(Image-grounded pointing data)
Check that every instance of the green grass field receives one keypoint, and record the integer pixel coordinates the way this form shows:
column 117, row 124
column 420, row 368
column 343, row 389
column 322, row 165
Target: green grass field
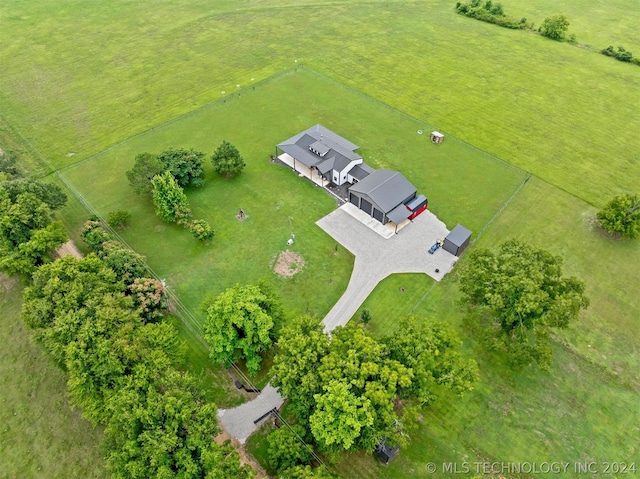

» **WHAT YOU NEED TO DO**
The expected output is every line of the data, unchanged, with the pictures skipped.

» **EXERCISE ANSWER**
Check that every instance of the green grass field receives one keypoint, and record the integer pixel coordinates the way this form shows:
column 117, row 124
column 420, row 368
column 343, row 389
column 322, row 165
Target: green grass field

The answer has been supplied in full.